Return all of the lines below exactly as they are.

(Dataset rows)
________________________

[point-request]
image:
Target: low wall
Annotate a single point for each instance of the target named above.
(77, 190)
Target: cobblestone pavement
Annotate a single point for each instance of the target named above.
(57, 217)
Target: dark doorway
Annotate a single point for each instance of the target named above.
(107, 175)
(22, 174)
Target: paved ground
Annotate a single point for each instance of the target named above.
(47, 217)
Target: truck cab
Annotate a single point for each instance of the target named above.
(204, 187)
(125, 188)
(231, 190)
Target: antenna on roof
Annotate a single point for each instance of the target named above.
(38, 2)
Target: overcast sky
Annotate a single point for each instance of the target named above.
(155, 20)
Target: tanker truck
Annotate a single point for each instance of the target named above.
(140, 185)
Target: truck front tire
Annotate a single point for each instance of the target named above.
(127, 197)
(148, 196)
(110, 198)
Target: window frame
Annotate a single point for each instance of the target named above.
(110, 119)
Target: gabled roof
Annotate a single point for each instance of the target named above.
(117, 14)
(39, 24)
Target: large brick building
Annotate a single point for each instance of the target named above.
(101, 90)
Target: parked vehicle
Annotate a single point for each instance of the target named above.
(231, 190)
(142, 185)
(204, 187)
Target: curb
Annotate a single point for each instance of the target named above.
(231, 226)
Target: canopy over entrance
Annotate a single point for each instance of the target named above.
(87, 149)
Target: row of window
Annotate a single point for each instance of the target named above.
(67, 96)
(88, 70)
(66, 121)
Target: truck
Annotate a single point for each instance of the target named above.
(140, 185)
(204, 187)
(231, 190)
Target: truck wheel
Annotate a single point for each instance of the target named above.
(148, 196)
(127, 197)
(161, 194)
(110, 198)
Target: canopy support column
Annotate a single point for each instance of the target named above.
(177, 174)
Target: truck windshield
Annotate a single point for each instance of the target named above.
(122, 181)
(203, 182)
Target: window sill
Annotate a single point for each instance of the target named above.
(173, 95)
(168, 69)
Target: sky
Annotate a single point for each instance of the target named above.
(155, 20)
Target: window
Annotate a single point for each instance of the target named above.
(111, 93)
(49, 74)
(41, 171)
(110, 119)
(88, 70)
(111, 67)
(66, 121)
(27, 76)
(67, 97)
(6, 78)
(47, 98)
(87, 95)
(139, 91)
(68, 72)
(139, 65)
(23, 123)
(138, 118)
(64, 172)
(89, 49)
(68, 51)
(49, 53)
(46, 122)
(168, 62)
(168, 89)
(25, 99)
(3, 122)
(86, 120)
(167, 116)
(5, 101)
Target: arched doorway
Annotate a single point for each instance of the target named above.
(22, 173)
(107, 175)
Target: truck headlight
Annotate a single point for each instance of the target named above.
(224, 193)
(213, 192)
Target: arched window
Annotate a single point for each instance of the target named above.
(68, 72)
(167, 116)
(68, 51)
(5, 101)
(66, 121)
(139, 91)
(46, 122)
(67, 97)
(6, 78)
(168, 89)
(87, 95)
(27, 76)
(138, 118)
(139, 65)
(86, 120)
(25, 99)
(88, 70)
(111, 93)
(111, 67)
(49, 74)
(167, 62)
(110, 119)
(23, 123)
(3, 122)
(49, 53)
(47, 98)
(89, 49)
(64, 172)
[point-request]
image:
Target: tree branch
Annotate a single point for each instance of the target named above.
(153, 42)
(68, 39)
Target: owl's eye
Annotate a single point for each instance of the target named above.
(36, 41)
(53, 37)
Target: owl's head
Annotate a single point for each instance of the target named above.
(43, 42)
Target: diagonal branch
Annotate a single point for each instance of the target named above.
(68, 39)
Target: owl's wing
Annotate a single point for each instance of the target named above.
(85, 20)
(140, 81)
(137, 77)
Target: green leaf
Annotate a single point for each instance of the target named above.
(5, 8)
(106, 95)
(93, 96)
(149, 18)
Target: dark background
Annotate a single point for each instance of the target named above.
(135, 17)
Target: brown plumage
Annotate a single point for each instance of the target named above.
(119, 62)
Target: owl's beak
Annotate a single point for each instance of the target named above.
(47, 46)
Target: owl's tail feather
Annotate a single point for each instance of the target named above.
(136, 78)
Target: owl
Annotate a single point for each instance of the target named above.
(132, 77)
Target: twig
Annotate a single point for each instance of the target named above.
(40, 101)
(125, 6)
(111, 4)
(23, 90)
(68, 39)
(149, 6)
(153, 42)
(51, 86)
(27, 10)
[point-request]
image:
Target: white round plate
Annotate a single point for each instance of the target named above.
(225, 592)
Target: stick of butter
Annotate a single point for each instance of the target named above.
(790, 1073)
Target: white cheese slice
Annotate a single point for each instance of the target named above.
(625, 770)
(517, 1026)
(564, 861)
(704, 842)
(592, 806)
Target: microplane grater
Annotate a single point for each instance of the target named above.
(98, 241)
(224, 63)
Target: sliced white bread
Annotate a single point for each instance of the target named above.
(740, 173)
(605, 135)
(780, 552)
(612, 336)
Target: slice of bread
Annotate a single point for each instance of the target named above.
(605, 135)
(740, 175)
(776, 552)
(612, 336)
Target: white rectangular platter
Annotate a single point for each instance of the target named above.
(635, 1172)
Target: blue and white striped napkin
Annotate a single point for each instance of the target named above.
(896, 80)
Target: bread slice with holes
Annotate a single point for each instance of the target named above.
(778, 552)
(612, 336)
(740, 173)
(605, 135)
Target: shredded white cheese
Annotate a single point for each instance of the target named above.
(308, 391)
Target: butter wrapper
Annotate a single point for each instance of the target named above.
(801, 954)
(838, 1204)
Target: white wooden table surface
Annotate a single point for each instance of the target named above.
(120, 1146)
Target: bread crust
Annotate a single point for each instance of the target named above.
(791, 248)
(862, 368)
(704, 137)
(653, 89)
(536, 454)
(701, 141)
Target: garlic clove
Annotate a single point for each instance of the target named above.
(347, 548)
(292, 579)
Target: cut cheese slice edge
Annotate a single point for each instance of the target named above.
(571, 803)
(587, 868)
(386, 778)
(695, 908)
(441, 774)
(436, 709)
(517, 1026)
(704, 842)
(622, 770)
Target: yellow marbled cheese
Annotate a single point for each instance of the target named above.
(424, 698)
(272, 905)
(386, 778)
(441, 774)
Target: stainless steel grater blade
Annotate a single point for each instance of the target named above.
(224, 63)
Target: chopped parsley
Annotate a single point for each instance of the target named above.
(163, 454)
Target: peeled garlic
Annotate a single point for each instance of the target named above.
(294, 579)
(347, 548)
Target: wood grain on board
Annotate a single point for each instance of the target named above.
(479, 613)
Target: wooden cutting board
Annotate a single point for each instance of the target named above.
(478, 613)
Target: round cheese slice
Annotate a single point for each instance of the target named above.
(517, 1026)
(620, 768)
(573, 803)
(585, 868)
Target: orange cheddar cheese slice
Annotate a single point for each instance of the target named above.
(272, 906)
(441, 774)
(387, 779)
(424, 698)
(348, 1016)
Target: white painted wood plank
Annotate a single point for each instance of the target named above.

________________________

### Task solution:
[point-request]
image:
Target: low wall
Annotate a single point for each instance of the target named above.
(77, 190)
Target: cobblestone pavement
Annotate a single point for each instance of the target named above.
(57, 217)
Target: dark doorway
Annotate a single point for each instance of the target named above.
(107, 175)
(22, 174)
Target: paved ground
Annotate a single point for each instance of the target named above.
(47, 217)
Target: truck cab
Annotate a single point for each instance of the target named above.
(204, 187)
(125, 188)
(231, 190)
Target: antenna on roof
Annotate a single point for each instance of the target named above.
(38, 2)
Target: overcast sky
Annotate a single point for each instance of the target named above.
(155, 20)
Target: tanker truck
Annotate a single point for each instance of the target named above.
(140, 185)
Target: truck front tire
Annotate a single point for each instance of the target named above.
(127, 197)
(148, 196)
(110, 198)
Target: window frame
Annotate a single point for each instance of the target named above.
(110, 119)
Target: gabled roof
Annotate a single point for each instance of the target named above.
(117, 14)
(39, 24)
Target: large brick building
Annotate a single point for each instance of the target named above.
(101, 90)
Target: parked vehicle
Annotate a single point for each instance of the target named above.
(231, 190)
(142, 185)
(204, 187)
Target: curb
Annotate a single point for each instance of the target named above.
(231, 226)
Target: canopy over entrance
Annotate a single point for each instance of the target named above.
(87, 149)
Target: row of window
Annotate a single point for each instance of the target named above.
(67, 96)
(88, 70)
(66, 121)
Target: truck
Annotate a single point for each instance of the target named above.
(140, 185)
(204, 187)
(231, 190)
Target: truck wheel
Annotate a single point for each instance of the target named above.
(148, 196)
(127, 197)
(161, 194)
(110, 198)
Target: canopy support column
Annotate a single point for each instance of the target named above.
(177, 174)
Target: truck windshield
Annotate a single point for each instance of the target named above.
(122, 181)
(203, 182)
Target: window sill
Annotate a single point for each instance of the target named above.
(173, 95)
(168, 69)
Target: sky
Annotate a single point for each instance of the target named above.
(155, 20)
Target: window
Annotate a single point for each instance of the target named above.
(111, 93)
(49, 74)
(41, 171)
(110, 119)
(88, 70)
(111, 67)
(66, 121)
(27, 76)
(67, 97)
(6, 78)
(47, 98)
(87, 95)
(139, 91)
(68, 72)
(139, 65)
(23, 123)
(138, 118)
(64, 172)
(89, 49)
(68, 51)
(49, 53)
(46, 122)
(168, 62)
(168, 89)
(25, 99)
(3, 122)
(86, 120)
(167, 116)
(5, 101)
Target: arched doorway
Annotate a single point for each instance of the target named above.
(22, 173)
(107, 175)
Target: truck headlight
Annotate a single point for each instance of the target named above.
(224, 193)
(213, 192)
Target: arched window
Annotate a single point for each instance of the target named above.
(68, 72)
(167, 116)
(68, 51)
(5, 101)
(66, 121)
(139, 91)
(46, 122)
(67, 97)
(6, 78)
(168, 89)
(87, 95)
(27, 76)
(138, 118)
(139, 65)
(86, 120)
(25, 99)
(88, 70)
(111, 93)
(111, 67)
(49, 74)
(167, 62)
(110, 119)
(23, 123)
(3, 122)
(49, 53)
(47, 98)
(89, 49)
(64, 172)
[point-request]
image:
Target: tree branch
Annotate a single point for each instance of the target named above.
(153, 42)
(68, 39)
Target: owl's eye
Annotate a single point for each instance of the target named above.
(36, 41)
(53, 37)
Target: owl's head
Annotate a single point for each instance of the target named above.
(43, 42)
Target: diagonal branch
Annotate a single point for each instance of the target named above.
(68, 39)
Target: owl's wing
Annotate a single point for each instance of the target named above.
(85, 20)
(140, 81)
(137, 77)
Target: green leaf
Annotate a single point for each instance of the target named above.
(5, 8)
(106, 95)
(93, 96)
(149, 18)
Target: dark background
Annotate a single point for each instance of the target named above.
(135, 17)
Target: brown plumage
Annotate a single point for each instance of the target named above.
(119, 62)
Target: owl's beak
Annotate a single point for each instance of the target named above.
(47, 46)
Target: owl's tail feather
Annotate a single point for each instance of the target named above.
(136, 78)
Target: owl
Annotate a single point for each instance of the target named above.
(132, 77)
Target: twig
Annotate a single point for each instance of the target named above.
(40, 101)
(125, 6)
(111, 4)
(23, 90)
(68, 39)
(149, 6)
(153, 42)
(51, 86)
(27, 10)
[point-request]
image:
Target: white round plate
Annotate a single point for each instance of the target named above.
(225, 592)
Target: stick of butter
Annotate a single point for each instance of the target named above.
(790, 1073)
Target: white cheese slice
Annotate a single point for each instance of the target named above.
(625, 770)
(517, 1026)
(564, 861)
(704, 842)
(592, 806)
Target: microplane grater
Annotate a single point for each instance of the target named above.
(98, 241)
(224, 63)
Target: sliced white bread
Annotate a single point for each instance of the target named above.
(740, 173)
(605, 135)
(780, 552)
(612, 336)
Target: slice of bread
Annotate a single point for each instance of the target named above.
(605, 135)
(740, 175)
(776, 552)
(612, 336)
Target: white rectangular platter
Annotate a single point for each instance of the target named above.
(635, 1172)
Target: blue and white striped napkin
Annotate a single point for each instance of the target named above.
(896, 80)
Target: bread slice with holes
Annotate a single point for each instance of the target named above.
(778, 552)
(612, 336)
(740, 173)
(605, 135)
Target: shredded white cheese
Annotate a single point for each instance of the target named above.
(308, 391)
Target: butter wrapper
Annotate a single point for each instance of the target named above.
(801, 954)
(838, 1204)
Target: white wooden table surface
Annotate a single point for each instance of the target named above.
(120, 1146)
Target: bread crust
Annotate a single point for each instance of the target named above.
(791, 248)
(862, 368)
(704, 137)
(653, 89)
(536, 454)
(701, 141)
Target: garlic clove
Annotate a single point for each instance of the target named above.
(347, 548)
(292, 579)
Target: cut cheese slice edge
Annotate a single point for each instance of the target named above.
(571, 803)
(587, 868)
(386, 778)
(695, 908)
(441, 774)
(436, 709)
(517, 1026)
(704, 842)
(622, 770)
Target: yellow marbled cheese
Annotate a single point for each instance of the target named above.
(424, 698)
(272, 905)
(386, 778)
(441, 774)
Target: stainless steel grater blade
Annotate a single point for each instance of the target named above.
(224, 63)
Target: chopped parsley
Annotate a single point for each instance of the target named above.
(163, 454)
Target: peeled garlic
Annotate a single point for each instance of the target named above.
(294, 579)
(347, 548)
Target: wood grain on board
Annotate a single point for each instance of the target named above.
(479, 613)
Target: wooden cutting board
Annotate a single point for each instance of the target named above.
(478, 613)
Target: round cheese slice
Annotate a single point for each instance of the target named above.
(517, 1026)
(620, 768)
(573, 803)
(585, 868)
Target: orange cheddar cheese slice
Annotate a single point for each instance of the target named above.
(272, 906)
(441, 774)
(387, 779)
(424, 698)
(348, 1016)
Target: white painted wood plank
Annotate a single point for each instance of the target named above.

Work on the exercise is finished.